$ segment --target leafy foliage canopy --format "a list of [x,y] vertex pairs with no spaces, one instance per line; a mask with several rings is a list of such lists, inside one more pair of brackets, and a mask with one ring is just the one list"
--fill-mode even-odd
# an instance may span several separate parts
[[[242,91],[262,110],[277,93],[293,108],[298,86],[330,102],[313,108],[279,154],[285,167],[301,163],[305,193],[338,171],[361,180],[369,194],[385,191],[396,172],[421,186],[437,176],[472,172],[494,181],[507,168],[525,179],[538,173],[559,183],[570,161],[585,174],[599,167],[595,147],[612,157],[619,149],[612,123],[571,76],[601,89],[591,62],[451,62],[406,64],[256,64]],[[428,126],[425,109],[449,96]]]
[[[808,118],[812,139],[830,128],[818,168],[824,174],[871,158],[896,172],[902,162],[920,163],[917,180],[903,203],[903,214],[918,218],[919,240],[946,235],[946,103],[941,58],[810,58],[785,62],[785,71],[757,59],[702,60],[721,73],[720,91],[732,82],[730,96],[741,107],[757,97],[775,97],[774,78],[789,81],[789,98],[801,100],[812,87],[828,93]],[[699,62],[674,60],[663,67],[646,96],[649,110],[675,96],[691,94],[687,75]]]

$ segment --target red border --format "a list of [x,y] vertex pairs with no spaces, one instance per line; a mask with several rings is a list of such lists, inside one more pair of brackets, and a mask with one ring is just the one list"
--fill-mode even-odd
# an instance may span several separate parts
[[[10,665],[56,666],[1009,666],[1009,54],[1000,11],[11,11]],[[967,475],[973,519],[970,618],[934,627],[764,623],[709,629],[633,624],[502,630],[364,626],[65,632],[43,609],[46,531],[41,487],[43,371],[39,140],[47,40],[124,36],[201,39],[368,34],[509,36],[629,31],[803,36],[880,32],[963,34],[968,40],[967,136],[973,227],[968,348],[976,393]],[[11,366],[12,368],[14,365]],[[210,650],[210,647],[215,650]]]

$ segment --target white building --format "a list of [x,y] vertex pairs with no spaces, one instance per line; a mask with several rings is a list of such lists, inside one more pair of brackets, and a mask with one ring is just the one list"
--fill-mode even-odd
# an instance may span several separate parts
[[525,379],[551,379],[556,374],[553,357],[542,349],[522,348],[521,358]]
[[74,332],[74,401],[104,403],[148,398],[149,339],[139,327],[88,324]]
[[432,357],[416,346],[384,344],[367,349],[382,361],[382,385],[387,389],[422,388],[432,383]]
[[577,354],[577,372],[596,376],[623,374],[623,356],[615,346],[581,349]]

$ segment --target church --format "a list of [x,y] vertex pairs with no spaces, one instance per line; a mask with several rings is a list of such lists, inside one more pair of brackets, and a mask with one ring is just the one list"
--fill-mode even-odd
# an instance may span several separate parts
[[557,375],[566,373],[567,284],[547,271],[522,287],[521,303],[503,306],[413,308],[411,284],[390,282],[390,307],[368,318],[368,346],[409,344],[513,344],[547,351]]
* * *
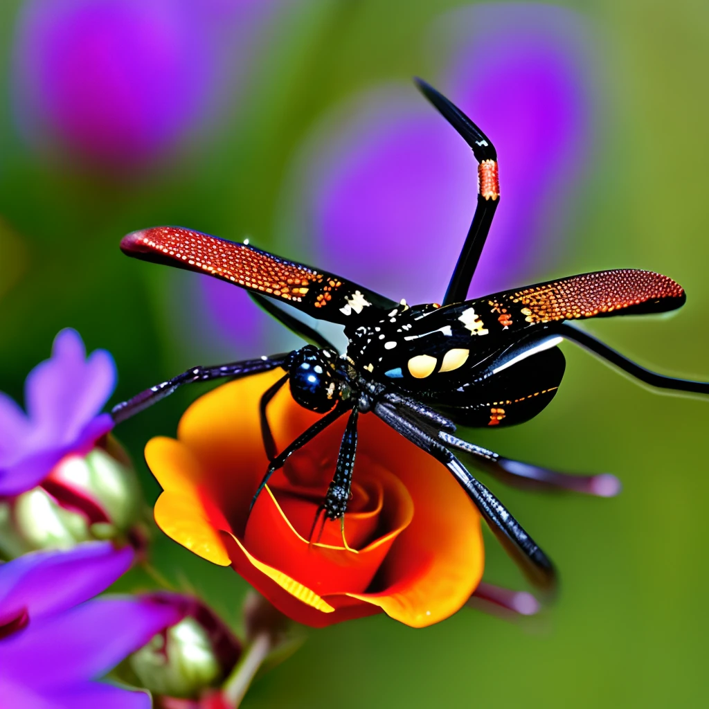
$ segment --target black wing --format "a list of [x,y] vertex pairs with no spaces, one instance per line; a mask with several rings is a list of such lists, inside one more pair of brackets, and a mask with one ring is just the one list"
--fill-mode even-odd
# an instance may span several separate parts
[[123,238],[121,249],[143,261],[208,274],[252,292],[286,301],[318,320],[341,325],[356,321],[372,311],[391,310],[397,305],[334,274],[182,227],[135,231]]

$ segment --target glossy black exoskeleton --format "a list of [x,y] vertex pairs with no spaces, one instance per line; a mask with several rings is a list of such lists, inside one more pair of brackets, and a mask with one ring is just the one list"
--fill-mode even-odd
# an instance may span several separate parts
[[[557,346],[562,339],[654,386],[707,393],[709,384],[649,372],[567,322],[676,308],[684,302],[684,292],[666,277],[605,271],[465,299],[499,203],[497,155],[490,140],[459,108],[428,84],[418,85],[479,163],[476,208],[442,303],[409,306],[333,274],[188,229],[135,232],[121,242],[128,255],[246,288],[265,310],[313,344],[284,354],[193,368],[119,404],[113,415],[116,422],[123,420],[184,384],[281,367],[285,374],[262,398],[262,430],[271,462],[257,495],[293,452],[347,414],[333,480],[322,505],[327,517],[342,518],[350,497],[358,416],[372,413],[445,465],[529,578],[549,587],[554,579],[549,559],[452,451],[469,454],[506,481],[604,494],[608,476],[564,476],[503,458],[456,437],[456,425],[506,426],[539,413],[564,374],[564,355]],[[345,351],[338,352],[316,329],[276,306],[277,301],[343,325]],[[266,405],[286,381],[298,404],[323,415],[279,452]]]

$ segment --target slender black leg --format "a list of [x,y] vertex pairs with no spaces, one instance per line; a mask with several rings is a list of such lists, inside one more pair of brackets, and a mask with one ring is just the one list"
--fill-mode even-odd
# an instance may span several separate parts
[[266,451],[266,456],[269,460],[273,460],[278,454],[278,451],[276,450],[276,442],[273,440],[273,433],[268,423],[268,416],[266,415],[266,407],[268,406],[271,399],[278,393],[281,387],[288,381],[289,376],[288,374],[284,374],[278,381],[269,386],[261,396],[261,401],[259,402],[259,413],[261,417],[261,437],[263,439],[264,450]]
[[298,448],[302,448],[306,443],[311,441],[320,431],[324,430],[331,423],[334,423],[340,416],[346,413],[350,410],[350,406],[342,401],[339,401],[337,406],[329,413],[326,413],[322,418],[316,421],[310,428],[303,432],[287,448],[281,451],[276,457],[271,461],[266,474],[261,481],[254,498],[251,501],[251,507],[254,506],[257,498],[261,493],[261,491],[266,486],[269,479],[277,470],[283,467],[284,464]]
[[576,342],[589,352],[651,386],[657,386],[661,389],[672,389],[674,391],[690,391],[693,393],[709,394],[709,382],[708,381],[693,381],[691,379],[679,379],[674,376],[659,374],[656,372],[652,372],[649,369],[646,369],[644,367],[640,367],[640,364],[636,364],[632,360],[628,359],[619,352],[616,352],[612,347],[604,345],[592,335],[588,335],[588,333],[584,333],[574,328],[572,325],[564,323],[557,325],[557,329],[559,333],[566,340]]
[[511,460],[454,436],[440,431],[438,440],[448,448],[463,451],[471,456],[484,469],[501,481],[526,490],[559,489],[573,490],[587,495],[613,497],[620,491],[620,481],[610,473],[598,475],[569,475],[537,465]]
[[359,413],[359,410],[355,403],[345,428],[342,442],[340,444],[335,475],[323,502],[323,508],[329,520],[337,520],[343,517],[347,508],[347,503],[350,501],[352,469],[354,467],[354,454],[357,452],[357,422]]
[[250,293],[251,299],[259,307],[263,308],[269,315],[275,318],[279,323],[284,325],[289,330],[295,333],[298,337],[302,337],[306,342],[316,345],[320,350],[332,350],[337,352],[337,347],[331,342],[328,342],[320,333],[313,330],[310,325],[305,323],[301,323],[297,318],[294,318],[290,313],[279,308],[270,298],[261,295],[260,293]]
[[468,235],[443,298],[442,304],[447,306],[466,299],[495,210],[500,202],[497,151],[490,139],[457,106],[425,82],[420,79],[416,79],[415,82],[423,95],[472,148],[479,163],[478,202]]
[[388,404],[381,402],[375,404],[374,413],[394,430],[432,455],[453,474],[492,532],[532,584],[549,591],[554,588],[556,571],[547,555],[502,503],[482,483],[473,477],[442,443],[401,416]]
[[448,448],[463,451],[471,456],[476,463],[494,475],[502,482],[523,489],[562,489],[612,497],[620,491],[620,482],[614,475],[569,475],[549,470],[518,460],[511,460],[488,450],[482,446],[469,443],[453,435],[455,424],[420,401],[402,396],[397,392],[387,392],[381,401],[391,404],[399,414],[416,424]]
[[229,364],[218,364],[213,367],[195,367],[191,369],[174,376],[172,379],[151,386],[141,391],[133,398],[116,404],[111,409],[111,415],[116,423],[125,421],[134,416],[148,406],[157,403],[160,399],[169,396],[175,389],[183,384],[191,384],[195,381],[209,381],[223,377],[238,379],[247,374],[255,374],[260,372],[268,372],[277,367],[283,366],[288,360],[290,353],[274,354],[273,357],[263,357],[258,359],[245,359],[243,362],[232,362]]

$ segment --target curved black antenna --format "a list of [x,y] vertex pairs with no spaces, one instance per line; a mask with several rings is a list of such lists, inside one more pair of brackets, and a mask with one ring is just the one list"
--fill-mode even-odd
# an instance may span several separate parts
...
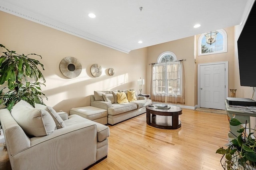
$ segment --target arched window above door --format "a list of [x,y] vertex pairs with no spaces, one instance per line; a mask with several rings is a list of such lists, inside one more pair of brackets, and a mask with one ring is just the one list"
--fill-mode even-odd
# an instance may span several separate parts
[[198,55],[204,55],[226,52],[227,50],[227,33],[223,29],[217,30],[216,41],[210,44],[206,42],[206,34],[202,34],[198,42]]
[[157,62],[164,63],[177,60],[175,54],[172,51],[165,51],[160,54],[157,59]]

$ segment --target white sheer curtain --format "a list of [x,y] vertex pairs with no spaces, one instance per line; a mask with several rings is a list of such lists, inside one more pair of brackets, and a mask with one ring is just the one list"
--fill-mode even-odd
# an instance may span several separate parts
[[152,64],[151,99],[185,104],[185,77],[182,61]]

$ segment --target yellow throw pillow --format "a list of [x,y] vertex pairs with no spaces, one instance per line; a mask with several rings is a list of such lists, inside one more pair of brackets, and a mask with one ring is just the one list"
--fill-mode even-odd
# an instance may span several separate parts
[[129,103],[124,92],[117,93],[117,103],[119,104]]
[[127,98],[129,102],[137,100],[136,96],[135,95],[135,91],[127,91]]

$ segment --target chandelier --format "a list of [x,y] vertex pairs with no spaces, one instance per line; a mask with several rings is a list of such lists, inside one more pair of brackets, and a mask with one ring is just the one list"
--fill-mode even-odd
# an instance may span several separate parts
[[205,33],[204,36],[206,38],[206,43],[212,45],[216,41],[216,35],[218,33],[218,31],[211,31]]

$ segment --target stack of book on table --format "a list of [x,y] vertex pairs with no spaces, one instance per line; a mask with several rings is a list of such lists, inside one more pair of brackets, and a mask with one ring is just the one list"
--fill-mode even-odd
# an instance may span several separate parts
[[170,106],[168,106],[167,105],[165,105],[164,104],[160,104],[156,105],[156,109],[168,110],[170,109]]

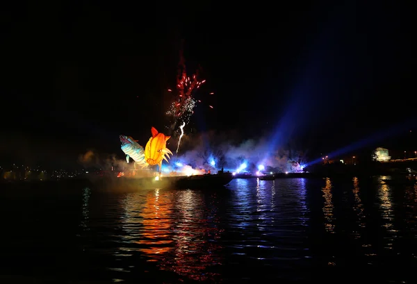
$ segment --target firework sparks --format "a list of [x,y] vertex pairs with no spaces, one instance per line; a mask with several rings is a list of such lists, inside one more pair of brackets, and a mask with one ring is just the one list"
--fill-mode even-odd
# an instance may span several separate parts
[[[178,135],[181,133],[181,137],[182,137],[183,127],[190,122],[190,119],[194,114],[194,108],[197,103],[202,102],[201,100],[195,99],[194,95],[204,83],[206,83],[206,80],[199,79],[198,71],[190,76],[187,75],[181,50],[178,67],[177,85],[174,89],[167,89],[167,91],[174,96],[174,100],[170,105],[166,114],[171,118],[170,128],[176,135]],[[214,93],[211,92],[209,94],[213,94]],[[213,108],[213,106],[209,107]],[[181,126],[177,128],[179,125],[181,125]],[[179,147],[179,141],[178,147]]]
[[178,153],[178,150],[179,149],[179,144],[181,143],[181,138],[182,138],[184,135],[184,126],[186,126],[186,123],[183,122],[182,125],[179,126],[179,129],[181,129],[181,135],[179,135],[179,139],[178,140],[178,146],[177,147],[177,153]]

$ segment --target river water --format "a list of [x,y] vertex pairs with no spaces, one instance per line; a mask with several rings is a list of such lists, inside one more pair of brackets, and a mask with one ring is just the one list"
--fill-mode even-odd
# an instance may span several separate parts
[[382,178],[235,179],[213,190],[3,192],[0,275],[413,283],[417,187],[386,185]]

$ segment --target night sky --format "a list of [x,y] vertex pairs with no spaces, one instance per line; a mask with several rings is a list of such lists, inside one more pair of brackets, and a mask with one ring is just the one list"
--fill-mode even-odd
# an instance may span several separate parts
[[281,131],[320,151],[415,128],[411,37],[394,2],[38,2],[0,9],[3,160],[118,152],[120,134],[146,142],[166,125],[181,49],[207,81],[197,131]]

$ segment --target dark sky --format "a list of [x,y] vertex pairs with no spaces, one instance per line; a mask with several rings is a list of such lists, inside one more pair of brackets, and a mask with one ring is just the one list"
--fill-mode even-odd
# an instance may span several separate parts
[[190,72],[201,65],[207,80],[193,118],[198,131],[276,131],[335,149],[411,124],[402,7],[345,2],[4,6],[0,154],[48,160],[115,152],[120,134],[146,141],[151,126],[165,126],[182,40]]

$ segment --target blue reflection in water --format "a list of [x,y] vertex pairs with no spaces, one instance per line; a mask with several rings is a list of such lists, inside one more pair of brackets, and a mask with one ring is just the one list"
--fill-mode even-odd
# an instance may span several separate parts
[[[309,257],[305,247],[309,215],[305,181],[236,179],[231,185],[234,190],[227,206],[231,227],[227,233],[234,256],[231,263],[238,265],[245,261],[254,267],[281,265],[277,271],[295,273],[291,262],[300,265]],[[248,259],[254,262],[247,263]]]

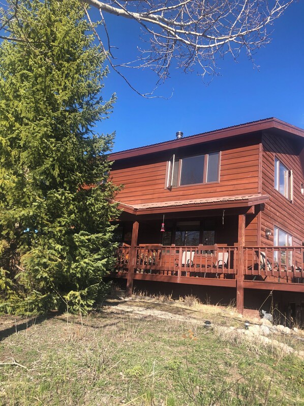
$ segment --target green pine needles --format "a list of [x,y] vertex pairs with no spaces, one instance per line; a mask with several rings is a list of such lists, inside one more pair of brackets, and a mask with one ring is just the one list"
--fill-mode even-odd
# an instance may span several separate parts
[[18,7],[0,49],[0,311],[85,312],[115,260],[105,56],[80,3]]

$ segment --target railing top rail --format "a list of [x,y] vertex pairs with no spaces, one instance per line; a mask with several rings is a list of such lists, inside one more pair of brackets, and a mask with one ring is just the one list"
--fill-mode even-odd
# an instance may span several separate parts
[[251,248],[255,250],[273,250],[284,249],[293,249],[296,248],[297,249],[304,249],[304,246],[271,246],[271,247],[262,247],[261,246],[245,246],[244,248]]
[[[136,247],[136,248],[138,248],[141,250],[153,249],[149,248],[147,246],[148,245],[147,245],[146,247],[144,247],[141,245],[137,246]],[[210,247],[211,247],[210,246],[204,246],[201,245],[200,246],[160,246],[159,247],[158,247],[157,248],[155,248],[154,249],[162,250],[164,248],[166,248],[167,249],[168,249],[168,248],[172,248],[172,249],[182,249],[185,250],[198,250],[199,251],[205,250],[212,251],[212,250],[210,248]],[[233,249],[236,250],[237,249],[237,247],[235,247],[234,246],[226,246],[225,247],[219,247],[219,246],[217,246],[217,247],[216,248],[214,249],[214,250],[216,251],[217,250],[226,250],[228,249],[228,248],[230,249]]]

### TASK PROMPT
Reproduce the rows above, starting at the line that contains "segment --target dark" and ending at the line that contains "[[18,7],[0,49],[0,311],[85,312],[115,260],[105,56],[80,3]]", with both of those lines included. Omit the pictures from your output.

### TASK OUTPUT
$ segment --target dark sky --format "a list of [x,y] vertex pairs with no spaces, one instance per line; a mask with several rings is a list of such lists, inside one more pair of brackets, and a mask with one ring is just the one list"
--fill-mode even-odd
# an instance may span several separate parts
[[190,72],[201,65],[207,80],[193,118],[198,131],[276,131],[335,149],[411,124],[402,7],[345,2],[4,6],[0,154],[48,160],[115,152],[120,134],[146,141],[151,126],[165,126],[182,40]]

$ segment --target blue reflection in water --format "a list of [x,y] vertex pairs with no spaces, one instance per line; a mask with several rings is a list of such lists, inside one more pair of brackets, and a mask with one ring is just the one list"
--fill-mode even-odd
# an instance may span several separate parts
[[[309,257],[305,247],[309,215],[305,181],[236,179],[231,185],[234,190],[227,206],[231,227],[227,233],[234,256],[231,263],[238,265],[245,261],[254,267],[281,265],[277,271],[295,273],[291,262],[300,265]],[[248,259],[254,262],[247,263]]]

$ segment --target green pine needles --format "a list of [x,y] vertex pairs with no spaces, one instance per line; a mask with several rings is a list of such lists, inside one more pair of brackets, and a mask with one ring is just the one list"
--fill-mode even-odd
# an instance may span several separate parts
[[18,7],[0,49],[0,311],[85,312],[115,260],[105,56],[80,3]]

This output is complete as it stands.